### WHAT YOU WILL DO
Copy the listing word for word from its first line up to and including the line that contains "164L256 168L247 174ZM140".

### RECORDS PROVIDED
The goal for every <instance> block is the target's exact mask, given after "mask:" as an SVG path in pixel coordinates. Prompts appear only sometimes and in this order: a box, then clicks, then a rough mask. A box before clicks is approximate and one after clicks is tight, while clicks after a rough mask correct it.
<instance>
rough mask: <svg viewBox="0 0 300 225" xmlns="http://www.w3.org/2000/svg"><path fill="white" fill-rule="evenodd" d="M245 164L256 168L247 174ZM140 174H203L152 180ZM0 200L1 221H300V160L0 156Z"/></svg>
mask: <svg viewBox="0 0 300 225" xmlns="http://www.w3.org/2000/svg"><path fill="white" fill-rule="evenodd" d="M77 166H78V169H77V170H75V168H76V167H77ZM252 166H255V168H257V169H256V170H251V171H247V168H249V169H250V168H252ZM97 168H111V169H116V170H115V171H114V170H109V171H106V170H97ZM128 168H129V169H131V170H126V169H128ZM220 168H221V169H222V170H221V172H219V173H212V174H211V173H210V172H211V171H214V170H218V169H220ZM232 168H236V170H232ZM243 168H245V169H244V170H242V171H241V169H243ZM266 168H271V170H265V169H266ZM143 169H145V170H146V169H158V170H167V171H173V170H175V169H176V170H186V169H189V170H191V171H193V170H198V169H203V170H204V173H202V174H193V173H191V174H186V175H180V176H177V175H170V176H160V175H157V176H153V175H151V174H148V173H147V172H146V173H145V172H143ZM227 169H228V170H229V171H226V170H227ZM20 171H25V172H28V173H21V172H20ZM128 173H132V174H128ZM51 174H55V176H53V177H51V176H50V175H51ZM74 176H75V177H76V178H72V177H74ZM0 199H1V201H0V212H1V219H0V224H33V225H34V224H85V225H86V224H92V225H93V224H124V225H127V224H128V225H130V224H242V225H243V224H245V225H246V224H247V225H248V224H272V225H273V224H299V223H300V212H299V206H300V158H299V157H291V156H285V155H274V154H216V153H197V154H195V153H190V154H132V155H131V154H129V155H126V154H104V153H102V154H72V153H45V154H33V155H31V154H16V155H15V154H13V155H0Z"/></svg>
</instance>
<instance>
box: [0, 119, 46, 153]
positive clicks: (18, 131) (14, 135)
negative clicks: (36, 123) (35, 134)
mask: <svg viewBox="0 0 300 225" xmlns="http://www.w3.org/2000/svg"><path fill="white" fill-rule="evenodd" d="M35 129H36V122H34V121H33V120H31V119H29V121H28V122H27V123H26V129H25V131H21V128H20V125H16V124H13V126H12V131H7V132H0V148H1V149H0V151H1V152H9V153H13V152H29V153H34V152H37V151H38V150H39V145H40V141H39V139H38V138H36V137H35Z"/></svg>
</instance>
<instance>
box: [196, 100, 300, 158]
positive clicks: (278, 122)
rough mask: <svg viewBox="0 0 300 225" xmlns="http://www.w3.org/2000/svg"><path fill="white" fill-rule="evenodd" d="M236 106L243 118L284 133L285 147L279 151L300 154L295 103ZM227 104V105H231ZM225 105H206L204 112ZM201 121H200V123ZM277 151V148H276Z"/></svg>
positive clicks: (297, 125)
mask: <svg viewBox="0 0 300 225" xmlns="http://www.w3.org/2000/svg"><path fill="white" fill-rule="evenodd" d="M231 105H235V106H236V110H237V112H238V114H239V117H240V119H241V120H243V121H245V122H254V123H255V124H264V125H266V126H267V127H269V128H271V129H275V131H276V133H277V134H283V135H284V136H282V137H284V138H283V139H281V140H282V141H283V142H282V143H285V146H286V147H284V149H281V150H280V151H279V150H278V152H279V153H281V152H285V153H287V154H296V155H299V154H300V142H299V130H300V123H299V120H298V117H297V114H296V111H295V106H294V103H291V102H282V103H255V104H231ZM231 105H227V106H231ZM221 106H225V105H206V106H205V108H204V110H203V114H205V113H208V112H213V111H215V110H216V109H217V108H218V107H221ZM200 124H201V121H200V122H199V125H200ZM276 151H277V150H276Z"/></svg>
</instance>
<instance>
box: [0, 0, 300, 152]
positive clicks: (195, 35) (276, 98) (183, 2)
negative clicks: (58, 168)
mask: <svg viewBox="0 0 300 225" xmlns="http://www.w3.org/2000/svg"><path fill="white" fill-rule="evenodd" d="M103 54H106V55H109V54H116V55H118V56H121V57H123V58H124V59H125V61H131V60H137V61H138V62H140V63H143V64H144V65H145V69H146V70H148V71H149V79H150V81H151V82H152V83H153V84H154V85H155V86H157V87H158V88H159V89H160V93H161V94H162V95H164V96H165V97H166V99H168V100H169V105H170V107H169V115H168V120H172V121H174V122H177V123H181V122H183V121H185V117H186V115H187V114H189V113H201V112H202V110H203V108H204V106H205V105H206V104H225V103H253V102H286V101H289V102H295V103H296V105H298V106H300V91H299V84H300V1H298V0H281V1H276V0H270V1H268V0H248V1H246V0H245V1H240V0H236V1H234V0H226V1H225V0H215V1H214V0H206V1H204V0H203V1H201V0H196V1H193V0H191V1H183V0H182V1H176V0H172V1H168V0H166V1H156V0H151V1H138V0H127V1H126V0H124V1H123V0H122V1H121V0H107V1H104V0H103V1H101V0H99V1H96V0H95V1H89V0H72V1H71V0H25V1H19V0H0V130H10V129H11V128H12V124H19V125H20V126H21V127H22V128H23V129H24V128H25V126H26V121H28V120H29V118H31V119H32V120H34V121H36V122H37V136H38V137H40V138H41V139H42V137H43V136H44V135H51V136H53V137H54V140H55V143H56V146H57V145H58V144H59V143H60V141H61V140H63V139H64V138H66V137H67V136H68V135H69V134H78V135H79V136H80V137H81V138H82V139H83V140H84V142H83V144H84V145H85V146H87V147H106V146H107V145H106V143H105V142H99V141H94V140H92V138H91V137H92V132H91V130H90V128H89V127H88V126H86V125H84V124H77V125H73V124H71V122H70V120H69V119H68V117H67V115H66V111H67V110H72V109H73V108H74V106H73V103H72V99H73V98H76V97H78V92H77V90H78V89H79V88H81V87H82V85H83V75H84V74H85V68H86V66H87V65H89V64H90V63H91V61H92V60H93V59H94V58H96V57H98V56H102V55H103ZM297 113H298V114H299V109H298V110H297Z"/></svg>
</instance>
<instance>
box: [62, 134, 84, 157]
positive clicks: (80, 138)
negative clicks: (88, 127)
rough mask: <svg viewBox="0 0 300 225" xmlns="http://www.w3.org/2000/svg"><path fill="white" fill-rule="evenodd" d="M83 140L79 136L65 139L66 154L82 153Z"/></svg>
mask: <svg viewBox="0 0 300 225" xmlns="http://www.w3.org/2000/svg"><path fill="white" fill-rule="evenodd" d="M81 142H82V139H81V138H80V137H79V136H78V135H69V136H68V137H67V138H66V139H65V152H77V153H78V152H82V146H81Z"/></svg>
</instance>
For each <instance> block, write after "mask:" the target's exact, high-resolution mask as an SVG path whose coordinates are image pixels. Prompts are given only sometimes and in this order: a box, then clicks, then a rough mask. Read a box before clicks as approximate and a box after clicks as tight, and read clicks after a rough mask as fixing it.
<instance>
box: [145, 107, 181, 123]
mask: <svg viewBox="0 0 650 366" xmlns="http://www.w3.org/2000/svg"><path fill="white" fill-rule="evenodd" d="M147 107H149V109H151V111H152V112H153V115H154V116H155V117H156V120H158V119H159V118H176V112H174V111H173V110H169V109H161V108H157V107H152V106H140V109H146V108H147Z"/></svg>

### ANSWER TO THIS PROBLEM
The goal for every <instance> block is the target's exact mask, given after "mask:" as an SVG path in pixel coordinates. Prompts appear only sometimes and in this order: a box, then clicks, then a rough mask. A box before clicks is approximate and one after clicks is tight, while clicks after a rough mask correct it.
<instance>
rough mask: <svg viewBox="0 0 300 225" xmlns="http://www.w3.org/2000/svg"><path fill="white" fill-rule="evenodd" d="M245 164L256 168L247 174ZM140 174H203L152 180ZM0 200L1 221H300V160L0 156Z"/></svg>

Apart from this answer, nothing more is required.